What you have to do:
From the entries below, copy out all lines holding "detect".

##### Source data

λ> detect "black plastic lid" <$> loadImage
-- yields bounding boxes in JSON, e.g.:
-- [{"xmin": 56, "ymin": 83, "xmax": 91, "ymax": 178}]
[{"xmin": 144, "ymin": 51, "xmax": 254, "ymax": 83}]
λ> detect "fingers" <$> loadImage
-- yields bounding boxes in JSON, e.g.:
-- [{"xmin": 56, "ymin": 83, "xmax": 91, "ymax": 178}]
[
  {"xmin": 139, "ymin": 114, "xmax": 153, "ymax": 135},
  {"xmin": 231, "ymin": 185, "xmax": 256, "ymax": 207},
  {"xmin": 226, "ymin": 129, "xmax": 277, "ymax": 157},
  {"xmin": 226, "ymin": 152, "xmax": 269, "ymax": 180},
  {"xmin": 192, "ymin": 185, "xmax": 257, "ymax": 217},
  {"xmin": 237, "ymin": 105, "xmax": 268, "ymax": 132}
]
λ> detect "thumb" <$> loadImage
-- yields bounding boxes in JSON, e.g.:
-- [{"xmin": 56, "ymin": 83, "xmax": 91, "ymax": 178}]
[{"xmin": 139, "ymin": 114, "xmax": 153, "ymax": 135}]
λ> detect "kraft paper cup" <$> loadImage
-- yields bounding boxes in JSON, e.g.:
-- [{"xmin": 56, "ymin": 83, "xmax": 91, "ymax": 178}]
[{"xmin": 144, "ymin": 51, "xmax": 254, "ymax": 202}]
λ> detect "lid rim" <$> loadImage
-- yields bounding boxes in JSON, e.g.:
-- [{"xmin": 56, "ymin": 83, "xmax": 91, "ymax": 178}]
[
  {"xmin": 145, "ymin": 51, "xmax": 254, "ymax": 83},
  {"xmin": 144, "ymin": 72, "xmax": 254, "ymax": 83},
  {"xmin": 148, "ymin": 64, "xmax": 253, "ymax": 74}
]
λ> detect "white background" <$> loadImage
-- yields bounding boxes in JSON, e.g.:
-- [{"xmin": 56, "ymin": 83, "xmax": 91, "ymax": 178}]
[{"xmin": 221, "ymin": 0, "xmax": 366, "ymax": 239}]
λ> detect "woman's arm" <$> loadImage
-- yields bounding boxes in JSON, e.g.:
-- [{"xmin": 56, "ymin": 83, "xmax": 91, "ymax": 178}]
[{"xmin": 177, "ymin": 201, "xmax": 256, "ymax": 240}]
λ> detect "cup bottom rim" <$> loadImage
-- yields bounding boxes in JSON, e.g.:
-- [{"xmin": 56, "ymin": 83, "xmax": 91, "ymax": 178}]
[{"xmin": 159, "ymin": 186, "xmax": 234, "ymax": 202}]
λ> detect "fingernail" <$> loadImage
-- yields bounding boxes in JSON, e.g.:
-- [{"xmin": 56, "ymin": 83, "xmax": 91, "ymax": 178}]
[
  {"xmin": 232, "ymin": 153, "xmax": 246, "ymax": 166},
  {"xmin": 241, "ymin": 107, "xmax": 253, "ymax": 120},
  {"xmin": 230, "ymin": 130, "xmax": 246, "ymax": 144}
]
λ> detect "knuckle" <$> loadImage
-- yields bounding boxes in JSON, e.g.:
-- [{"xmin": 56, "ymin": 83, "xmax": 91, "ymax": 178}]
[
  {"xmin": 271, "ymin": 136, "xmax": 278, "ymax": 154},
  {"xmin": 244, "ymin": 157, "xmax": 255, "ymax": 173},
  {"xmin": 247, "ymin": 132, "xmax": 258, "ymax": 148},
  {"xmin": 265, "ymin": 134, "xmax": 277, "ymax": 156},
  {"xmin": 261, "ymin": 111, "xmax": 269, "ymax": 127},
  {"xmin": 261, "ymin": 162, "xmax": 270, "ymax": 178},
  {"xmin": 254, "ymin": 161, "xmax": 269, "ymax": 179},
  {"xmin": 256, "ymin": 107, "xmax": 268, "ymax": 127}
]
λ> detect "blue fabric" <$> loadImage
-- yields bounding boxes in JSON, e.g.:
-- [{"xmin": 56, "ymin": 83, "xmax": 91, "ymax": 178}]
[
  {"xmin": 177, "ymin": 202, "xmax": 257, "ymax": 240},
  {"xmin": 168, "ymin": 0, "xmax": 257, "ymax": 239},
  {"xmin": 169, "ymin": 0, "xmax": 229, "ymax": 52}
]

##########

Written reply:
λ> detect "black plastic lid" <$> loadImage
λ> detect "fingers" <$> loadImage
λ> detect "thumb" <$> loadImage
λ> detect "kraft paper cup" <$> loadImage
λ> detect "lid rim" <$> loadImage
λ> detect "white background" <$> loadImage
λ> detect "woman's arm" <$> loadImage
λ> detect "cup bottom rim" <$> loadImage
λ> detect "fingernail" <$> loadImage
λ> detect "knuckle" <$> loadImage
λ> detect "blue fabric" <$> loadImage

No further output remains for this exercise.